- **Your objective**
Extract every line of the listing below word for word, omitting the pictures from your answer.

(Records drawn from a data source)
** Begin **
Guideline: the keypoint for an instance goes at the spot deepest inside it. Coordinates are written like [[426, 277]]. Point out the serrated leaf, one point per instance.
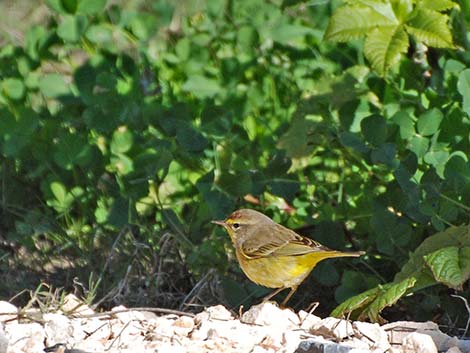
[[384, 45], [388, 297], [454, 236], [444, 264], [402, 8], [463, 86], [431, 28], [356, 302], [352, 22]]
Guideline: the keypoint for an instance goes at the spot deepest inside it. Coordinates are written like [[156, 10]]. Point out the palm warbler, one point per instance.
[[272, 255]]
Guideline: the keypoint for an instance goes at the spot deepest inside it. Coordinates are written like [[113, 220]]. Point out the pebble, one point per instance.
[[265, 328]]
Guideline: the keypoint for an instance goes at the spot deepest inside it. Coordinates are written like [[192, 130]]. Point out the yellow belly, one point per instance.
[[279, 271]]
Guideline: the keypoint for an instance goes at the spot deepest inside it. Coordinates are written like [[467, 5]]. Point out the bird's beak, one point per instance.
[[220, 223]]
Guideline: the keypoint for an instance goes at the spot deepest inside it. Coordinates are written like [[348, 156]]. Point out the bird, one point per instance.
[[272, 255]]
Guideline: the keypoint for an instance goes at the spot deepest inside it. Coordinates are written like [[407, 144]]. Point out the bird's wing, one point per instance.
[[280, 241]]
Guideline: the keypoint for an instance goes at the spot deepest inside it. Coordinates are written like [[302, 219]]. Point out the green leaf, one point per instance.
[[121, 164], [431, 28], [99, 34], [374, 129], [72, 28], [91, 7], [386, 154], [53, 86], [444, 264], [62, 6], [13, 88], [356, 302], [190, 139], [59, 191], [387, 297], [352, 140], [405, 123], [351, 22], [453, 236], [463, 86], [288, 34], [428, 123], [122, 140], [401, 9], [384, 45], [439, 6], [201, 86], [72, 150], [296, 140], [419, 145]]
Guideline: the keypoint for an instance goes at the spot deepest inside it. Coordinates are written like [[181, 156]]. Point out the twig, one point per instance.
[[198, 285], [155, 310]]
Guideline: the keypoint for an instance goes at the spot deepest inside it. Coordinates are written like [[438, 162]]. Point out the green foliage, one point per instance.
[[441, 258], [386, 26], [125, 130]]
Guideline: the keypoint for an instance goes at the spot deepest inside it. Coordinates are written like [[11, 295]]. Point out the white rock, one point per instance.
[[331, 327], [25, 337], [372, 334], [307, 320], [73, 305], [268, 314], [7, 308], [183, 325], [218, 312], [418, 343], [291, 340], [164, 329], [397, 331]]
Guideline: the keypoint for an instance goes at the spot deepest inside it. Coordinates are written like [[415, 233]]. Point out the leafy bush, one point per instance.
[[155, 120]]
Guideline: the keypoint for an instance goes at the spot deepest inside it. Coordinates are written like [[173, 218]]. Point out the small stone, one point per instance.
[[321, 345], [418, 342], [9, 310], [219, 312], [372, 334], [397, 331], [57, 327], [25, 337], [268, 314], [307, 320], [183, 325], [127, 316], [73, 305], [331, 327]]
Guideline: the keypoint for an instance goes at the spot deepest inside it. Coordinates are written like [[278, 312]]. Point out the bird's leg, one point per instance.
[[269, 296], [291, 293]]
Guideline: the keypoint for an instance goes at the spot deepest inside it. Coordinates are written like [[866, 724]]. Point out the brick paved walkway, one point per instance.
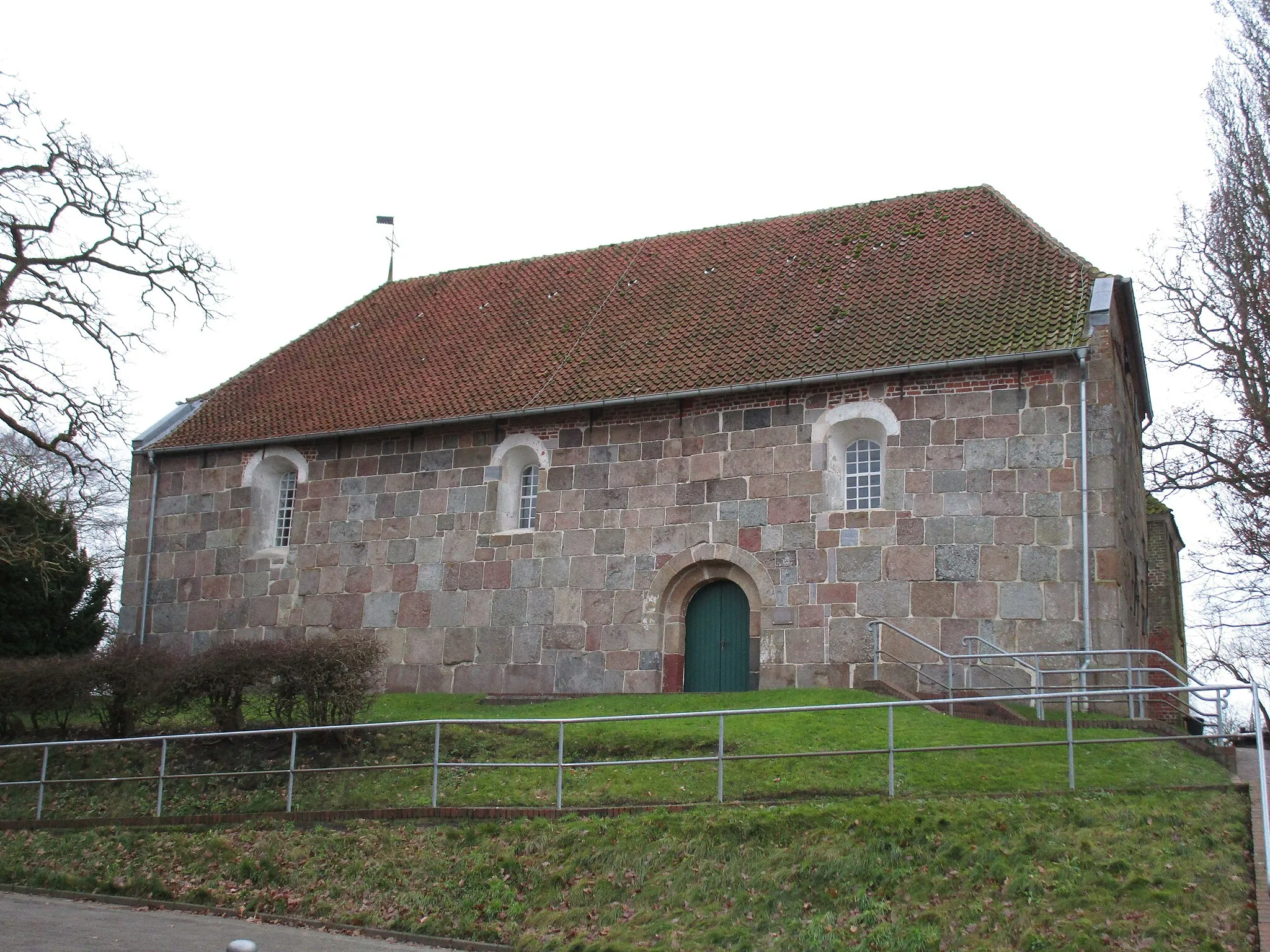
** End **
- **Answer to the task**
Guideline: the keypoint for an instance goes at the spot deepest inside it. Coordinates are written like [[426, 277]]. Point out the serrated leaf, one point per instance.
[[384, 45], [388, 297], [454, 236], [444, 264], [402, 8], [463, 86], [431, 28], [356, 302], [352, 22]]
Guideline: the keypoint for an instance goes at the spot deepest inside it. Coordinates are written like [[156, 10]]. Point out the palm warbler, one point per instance.
[[272, 255]]
Guideline: the keypoint for an instance goes at the spot deepest inside it. Coordinates are written like [[113, 220]]. Point out the pebble, one point per instance.
[[265, 328]]
Guideline: the keypoint for an instance goes at the spot deepest inside it. Coordinates are written like [[192, 130]]. Point out the yellow belly, one point per instance.
[[279, 271]]
Guideline: the keypoint for an instance goes at the spot deepest inside it. Coordinates are written like [[467, 5]]. Point out the bird's beak, one point per instance.
[[220, 223]]
Guideline: the keypoint for an instance goes at the spot deepest inside it. Coordinates are written like [[348, 156]]. Point out the bird, one point per instance.
[[272, 255]]
Guideline: the keypoint for an instance goes at the spot deepest inside it. Coordinates are written like [[407, 144]]. Point out the bird's wing, one point per instance.
[[280, 241]]
Guideline: the keypoint for an instance goes at the spot deepest inside it. Coordinates are written like [[302, 219]]. Point out the green leaf, one point per instance.
[[121, 164], [431, 28], [99, 34], [374, 129], [72, 28], [91, 7], [386, 154], [53, 86], [444, 264], [62, 6], [13, 88], [356, 302], [190, 139], [59, 191], [387, 297], [352, 140], [405, 123], [351, 22], [453, 236], [463, 86], [288, 34], [428, 123], [122, 140], [401, 9], [384, 45], [439, 6], [201, 86], [72, 150], [296, 140], [419, 145]]
Guideline: the keypoint for an instance goes at the spot deepest inside it. Coordinates are written like [[181, 156]]. Point out the twig, one point per instance.
[[198, 285], [155, 310]]
Guideline: the keypoint for an instance goes at the spot deepest inside it. Coordinates are written like [[438, 162]]. Point out the green foliage, one point per instance.
[[441, 258], [386, 26], [125, 130]]
Guideline: the keypoint for an instance goes at the spot deepest inside it. Coordinates are written like [[11, 295]]. Point out the white rock, one point per instance.
[[331, 327], [25, 337], [372, 334], [307, 320], [73, 305], [268, 314], [7, 308], [183, 325], [218, 312], [418, 343], [291, 340], [164, 329], [397, 331]]
Guideline: the keypoint for an instance goes at the spot deepest inside it. Coordinates are written like [[415, 233]]. Point out the leafy bush, one point per instance.
[[155, 120]]
Guideline: the keypoint for an instance goes at the spot deepest inside it. Coordinates are written like [[173, 218]]. Point out the small stone, one point per instance.
[[321, 345], [418, 342], [9, 310], [219, 312], [372, 334], [397, 331], [57, 327], [25, 337], [268, 314], [307, 320], [183, 325], [127, 316], [73, 305], [331, 327]]
Guideline: the keypoint for an instance goes at the spot deepest inside it. Coordinates are written like [[278, 312]]. Point out the bird's leg, one point per instance.
[[269, 296], [291, 293]]
Guideline: the keypoint for an instance goes at the spot deepest inside it. Coordinates are written like [[866, 724]]. Point out the brick paved walkway, one point per instance.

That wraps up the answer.